═════ Dataset records
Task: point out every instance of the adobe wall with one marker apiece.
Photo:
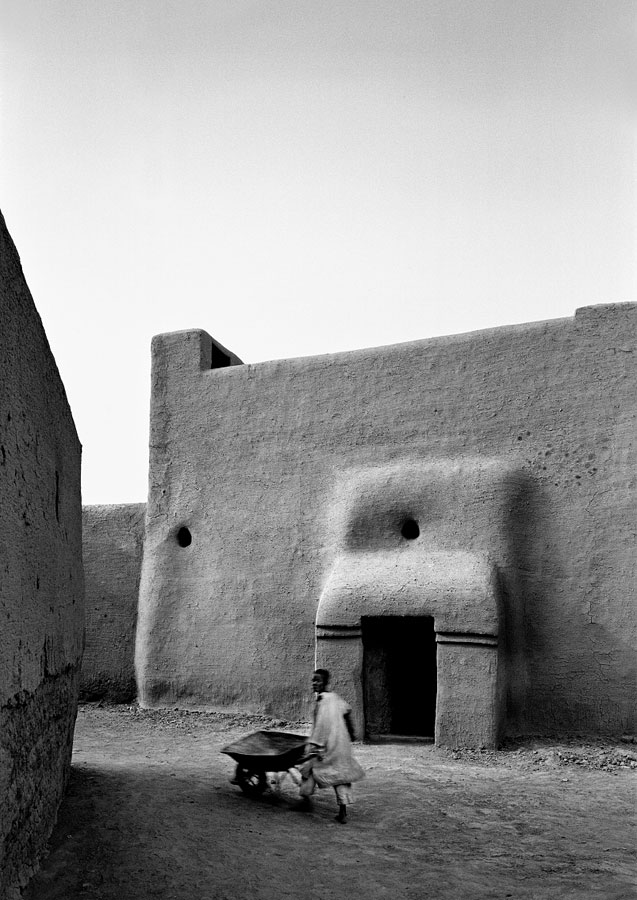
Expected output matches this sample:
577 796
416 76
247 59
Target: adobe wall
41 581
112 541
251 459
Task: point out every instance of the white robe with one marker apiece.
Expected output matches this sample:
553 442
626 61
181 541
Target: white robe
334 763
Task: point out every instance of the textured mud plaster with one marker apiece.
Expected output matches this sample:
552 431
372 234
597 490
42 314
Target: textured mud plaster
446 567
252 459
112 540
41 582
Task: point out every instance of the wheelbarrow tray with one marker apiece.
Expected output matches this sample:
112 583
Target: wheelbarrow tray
══════════
Copy, character for character, everything from the line that contains "Task: point out every instance of the textured" down through the last of the rows above, including both of those lines.

Task: point out every instance of the textured mud plaster with one marker apiece.
Expected output matches this sample:
552 431
372 234
597 490
42 314
Target: textured mud plaster
446 567
252 459
112 540
41 582
Task: point out every instance of the wheelbarrow tray with one marker apiece.
Expected output matches this sample:
112 583
Target: wheelbarrow tray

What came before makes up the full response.